* **EXERCISE REQUIREMENTS**: Report every line of the material that contains the string "blue", copying each such line in full. Case counts when matching.

* **THE DATA**:
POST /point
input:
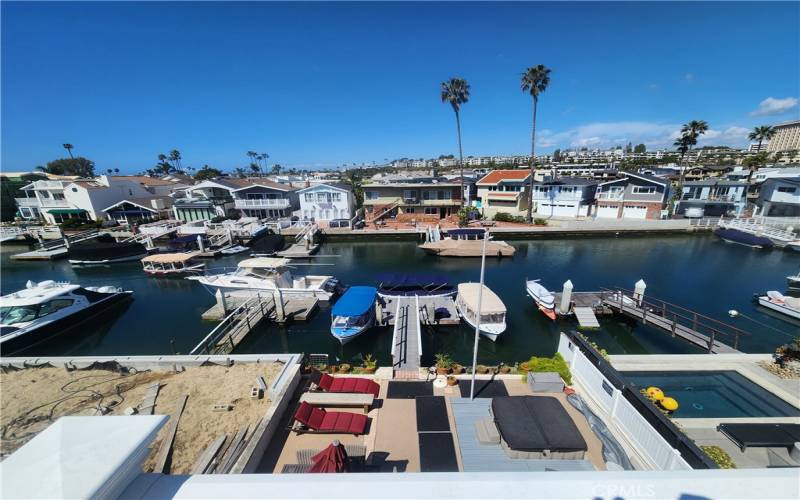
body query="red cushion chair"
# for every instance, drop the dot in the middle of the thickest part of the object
(320, 420)
(348, 384)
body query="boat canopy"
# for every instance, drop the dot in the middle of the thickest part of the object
(264, 262)
(356, 301)
(490, 302)
(169, 258)
(457, 233)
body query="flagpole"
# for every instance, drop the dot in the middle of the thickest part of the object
(478, 319)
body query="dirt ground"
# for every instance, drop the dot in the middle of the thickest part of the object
(33, 398)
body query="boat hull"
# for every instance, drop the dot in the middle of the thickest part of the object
(61, 326)
(781, 308)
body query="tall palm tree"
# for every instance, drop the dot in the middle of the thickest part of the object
(456, 92)
(535, 81)
(761, 133)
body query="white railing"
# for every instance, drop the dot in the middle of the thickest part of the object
(27, 202)
(263, 203)
(620, 415)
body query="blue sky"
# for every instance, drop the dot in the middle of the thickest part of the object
(321, 84)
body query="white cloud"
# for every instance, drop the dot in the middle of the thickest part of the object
(653, 135)
(771, 106)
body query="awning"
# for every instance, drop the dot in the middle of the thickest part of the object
(66, 211)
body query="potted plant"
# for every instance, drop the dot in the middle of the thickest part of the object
(443, 364)
(370, 364)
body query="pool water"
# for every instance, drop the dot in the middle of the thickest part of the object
(710, 394)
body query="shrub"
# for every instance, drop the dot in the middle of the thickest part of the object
(554, 364)
(718, 455)
(504, 217)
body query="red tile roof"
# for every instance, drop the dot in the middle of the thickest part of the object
(496, 176)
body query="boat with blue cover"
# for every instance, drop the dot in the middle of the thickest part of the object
(395, 285)
(353, 313)
(743, 238)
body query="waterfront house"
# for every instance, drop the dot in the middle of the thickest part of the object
(564, 197)
(713, 197)
(633, 196)
(423, 198)
(325, 202)
(780, 197)
(58, 200)
(504, 191)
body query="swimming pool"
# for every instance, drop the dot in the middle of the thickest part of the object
(709, 394)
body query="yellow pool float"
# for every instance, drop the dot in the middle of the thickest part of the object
(655, 393)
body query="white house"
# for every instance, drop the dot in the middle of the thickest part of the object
(780, 197)
(325, 202)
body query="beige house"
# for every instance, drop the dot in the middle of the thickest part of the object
(504, 191)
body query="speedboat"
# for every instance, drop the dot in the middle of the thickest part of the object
(467, 243)
(776, 301)
(354, 313)
(170, 264)
(43, 310)
(266, 275)
(104, 249)
(396, 285)
(492, 318)
(545, 300)
(743, 238)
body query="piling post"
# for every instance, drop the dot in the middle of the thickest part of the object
(566, 297)
(638, 292)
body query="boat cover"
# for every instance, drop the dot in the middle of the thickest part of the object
(536, 423)
(490, 302)
(356, 301)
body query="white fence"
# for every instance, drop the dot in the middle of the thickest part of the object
(618, 413)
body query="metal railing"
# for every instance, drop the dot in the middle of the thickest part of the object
(675, 316)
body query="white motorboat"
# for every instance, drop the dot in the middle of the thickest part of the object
(170, 264)
(266, 275)
(493, 311)
(43, 310)
(544, 298)
(776, 301)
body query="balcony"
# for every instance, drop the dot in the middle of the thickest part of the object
(276, 203)
(27, 202)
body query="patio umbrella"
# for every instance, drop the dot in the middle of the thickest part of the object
(331, 459)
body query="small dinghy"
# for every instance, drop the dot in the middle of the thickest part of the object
(544, 298)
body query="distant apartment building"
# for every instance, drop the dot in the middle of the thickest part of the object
(564, 197)
(786, 138)
(633, 196)
(505, 191)
(428, 198)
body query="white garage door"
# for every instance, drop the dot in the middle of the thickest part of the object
(634, 212)
(557, 209)
(607, 211)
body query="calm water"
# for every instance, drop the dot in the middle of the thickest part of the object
(698, 272)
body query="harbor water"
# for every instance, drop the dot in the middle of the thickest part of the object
(698, 272)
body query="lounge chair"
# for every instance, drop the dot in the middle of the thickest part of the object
(319, 421)
(347, 384)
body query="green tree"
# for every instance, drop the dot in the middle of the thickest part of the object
(207, 173)
(79, 166)
(456, 92)
(535, 81)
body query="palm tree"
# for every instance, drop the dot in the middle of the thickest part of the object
(760, 134)
(535, 81)
(456, 92)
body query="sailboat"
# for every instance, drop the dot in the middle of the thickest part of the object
(544, 298)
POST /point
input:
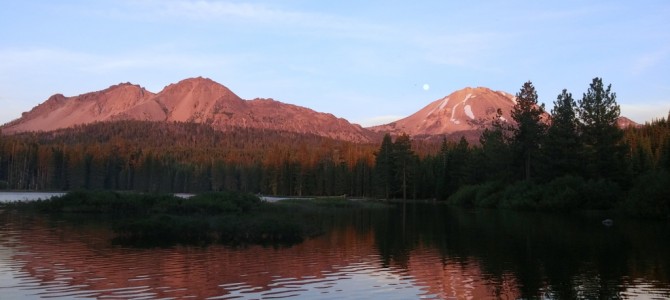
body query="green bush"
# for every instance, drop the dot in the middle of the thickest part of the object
(489, 194)
(163, 230)
(562, 194)
(601, 194)
(521, 195)
(650, 196)
(464, 196)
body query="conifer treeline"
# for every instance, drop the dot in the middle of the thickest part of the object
(576, 157)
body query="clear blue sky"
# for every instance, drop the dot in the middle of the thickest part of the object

* **RESULT OF THE TASK**:
body query="blue sky"
body query="boat with blue cover"
body query="clear blue sky"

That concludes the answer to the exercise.